— DESCRIPTION OF THE TASK —
Every line in the records below with the string "white" needs to be copied out.

— ENTRIES SUPPLIED —

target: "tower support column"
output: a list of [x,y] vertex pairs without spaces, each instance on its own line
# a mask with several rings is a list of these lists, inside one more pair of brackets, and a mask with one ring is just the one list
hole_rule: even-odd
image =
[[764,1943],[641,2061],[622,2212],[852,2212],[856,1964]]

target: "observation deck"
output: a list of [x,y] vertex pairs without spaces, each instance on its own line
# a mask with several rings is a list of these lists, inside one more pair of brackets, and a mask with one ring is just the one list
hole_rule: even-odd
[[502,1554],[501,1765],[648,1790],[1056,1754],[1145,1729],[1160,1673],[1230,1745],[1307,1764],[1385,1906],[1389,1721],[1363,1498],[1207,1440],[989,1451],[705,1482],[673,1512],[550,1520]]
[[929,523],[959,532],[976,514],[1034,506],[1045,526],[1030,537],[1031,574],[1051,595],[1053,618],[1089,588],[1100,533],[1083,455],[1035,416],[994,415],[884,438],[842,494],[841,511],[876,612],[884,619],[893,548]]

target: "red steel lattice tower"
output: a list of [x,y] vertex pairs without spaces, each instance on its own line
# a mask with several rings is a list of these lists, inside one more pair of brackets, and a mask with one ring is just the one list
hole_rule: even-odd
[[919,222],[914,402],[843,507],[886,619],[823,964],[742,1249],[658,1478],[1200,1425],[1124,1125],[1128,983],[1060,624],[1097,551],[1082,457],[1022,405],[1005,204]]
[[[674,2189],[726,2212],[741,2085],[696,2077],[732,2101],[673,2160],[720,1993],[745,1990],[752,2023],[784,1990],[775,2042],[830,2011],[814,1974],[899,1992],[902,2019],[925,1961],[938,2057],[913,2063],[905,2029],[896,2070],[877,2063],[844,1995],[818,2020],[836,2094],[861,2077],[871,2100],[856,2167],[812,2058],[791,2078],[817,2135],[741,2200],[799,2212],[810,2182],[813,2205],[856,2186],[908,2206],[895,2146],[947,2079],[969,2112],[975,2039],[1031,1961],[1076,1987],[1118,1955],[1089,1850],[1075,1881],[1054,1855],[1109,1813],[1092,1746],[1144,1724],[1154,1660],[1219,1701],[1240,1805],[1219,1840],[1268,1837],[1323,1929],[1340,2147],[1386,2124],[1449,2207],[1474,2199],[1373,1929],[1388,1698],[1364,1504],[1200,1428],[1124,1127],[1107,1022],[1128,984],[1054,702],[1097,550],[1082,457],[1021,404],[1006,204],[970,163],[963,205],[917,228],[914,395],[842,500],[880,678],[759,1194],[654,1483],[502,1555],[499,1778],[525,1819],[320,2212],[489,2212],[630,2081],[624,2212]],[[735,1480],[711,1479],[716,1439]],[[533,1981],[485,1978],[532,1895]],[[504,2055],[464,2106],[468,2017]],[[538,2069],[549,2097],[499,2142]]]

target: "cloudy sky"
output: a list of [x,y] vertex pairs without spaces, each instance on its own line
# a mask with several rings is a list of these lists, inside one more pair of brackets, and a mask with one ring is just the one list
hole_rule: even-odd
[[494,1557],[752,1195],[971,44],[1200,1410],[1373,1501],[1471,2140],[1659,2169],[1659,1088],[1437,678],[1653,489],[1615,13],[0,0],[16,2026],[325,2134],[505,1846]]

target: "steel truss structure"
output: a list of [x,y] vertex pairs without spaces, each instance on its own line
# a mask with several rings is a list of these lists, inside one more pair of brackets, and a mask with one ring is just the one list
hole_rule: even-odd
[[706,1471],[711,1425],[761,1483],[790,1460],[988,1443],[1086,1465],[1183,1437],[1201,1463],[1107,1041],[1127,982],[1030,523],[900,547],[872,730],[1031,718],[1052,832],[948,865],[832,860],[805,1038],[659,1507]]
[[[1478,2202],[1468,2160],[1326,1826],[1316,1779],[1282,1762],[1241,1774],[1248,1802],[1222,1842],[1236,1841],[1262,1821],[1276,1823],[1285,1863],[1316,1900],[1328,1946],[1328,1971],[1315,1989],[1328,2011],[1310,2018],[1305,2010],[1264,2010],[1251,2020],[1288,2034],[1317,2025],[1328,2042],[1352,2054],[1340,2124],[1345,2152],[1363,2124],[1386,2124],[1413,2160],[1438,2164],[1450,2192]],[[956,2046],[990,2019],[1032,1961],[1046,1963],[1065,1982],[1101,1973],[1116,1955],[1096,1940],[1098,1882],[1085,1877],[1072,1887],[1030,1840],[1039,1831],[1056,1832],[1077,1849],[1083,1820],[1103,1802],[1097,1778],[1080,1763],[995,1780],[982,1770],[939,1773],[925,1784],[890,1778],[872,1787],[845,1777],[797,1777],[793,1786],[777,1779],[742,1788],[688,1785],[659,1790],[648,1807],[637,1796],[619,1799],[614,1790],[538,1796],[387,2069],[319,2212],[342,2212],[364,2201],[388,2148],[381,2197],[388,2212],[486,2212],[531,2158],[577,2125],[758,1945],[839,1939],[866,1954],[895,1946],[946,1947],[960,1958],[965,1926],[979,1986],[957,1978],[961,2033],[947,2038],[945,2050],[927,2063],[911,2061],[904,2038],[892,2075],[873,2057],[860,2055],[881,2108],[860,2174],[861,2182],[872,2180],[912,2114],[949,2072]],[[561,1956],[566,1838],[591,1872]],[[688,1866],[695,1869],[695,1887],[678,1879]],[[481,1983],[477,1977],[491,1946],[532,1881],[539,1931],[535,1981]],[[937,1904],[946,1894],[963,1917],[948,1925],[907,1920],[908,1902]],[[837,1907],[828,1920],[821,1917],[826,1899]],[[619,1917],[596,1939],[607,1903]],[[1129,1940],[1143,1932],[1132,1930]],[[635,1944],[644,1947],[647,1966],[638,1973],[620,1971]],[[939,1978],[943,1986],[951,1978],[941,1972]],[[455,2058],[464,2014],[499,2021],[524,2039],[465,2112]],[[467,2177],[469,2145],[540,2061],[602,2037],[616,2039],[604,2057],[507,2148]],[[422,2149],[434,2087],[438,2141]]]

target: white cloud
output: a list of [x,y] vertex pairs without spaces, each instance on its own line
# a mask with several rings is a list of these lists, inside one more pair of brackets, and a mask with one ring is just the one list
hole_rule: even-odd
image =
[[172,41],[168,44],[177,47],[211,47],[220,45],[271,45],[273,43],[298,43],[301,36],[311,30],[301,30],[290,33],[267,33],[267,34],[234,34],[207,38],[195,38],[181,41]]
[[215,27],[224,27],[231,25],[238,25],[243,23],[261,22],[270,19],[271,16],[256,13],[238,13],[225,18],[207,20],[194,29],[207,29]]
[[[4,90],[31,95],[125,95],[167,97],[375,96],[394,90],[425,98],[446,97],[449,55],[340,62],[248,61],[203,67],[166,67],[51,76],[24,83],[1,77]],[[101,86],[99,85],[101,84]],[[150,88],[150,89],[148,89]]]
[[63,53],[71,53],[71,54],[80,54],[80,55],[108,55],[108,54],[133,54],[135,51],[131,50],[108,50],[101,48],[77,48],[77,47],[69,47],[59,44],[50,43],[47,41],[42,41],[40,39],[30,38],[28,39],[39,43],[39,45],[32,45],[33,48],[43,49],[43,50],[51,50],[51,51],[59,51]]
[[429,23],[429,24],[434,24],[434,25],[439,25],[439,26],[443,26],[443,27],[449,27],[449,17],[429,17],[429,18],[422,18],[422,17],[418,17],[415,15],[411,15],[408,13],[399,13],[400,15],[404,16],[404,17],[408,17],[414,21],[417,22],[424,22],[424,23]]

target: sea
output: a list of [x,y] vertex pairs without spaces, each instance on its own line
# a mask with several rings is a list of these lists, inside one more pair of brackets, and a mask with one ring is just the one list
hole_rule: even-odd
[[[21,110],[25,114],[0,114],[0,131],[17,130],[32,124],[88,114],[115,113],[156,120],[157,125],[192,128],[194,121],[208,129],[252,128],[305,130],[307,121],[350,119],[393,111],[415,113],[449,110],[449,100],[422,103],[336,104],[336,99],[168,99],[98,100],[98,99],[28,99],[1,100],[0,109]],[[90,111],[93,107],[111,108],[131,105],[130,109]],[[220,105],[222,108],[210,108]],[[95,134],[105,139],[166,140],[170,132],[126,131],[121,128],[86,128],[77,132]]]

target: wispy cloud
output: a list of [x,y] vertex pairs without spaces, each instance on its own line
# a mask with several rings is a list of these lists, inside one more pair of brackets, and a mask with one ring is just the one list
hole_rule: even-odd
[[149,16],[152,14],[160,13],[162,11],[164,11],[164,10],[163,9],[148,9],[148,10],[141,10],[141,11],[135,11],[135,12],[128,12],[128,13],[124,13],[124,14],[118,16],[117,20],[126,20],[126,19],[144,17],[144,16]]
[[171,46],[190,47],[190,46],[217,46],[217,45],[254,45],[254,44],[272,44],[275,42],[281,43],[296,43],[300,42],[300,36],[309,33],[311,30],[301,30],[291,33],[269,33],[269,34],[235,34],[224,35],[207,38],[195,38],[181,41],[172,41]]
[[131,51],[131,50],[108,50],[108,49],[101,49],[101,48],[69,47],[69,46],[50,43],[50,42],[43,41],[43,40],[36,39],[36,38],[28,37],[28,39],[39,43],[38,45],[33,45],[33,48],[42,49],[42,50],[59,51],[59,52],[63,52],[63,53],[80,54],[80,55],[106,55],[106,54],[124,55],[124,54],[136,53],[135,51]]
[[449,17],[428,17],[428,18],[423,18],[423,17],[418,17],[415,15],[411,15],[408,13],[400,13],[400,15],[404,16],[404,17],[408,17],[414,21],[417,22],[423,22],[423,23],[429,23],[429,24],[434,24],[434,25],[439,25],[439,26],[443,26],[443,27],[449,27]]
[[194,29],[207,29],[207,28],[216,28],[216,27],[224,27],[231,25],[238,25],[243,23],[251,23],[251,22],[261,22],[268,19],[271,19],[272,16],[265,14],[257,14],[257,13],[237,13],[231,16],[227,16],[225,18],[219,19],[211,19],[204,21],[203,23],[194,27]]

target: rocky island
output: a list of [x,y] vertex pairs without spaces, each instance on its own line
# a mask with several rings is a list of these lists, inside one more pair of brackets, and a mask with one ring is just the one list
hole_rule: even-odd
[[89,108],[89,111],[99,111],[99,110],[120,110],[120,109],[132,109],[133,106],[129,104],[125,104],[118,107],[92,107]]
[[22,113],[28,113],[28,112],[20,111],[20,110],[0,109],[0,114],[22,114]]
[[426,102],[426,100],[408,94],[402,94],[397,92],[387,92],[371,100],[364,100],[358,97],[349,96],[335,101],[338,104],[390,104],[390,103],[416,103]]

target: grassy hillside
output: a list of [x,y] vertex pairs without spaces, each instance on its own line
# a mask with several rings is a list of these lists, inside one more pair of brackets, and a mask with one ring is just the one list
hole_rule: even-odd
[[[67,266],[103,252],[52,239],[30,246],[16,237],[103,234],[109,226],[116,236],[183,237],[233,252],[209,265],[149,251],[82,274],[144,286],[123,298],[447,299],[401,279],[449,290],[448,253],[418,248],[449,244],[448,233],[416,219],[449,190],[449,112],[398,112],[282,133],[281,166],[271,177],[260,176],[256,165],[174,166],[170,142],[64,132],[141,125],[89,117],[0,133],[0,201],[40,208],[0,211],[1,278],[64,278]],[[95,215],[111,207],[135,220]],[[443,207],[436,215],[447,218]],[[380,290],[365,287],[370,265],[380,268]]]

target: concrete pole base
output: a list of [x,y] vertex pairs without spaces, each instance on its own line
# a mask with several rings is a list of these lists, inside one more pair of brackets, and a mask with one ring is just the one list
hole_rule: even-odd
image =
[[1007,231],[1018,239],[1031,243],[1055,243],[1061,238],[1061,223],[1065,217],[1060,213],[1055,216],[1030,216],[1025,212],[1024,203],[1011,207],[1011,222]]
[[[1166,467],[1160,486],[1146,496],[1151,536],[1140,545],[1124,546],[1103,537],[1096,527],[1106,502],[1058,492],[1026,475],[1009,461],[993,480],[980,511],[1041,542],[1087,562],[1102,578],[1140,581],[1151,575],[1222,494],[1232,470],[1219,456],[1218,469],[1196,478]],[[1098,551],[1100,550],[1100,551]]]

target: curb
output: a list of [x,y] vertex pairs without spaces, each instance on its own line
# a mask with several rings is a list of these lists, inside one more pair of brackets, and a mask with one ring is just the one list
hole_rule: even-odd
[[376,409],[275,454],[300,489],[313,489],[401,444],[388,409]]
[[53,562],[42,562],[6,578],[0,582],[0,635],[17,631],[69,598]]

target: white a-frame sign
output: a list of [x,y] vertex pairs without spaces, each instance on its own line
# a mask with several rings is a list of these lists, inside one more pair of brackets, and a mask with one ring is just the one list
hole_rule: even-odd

— TASK RESPONSE —
target: white cloud
target: white a-frame sign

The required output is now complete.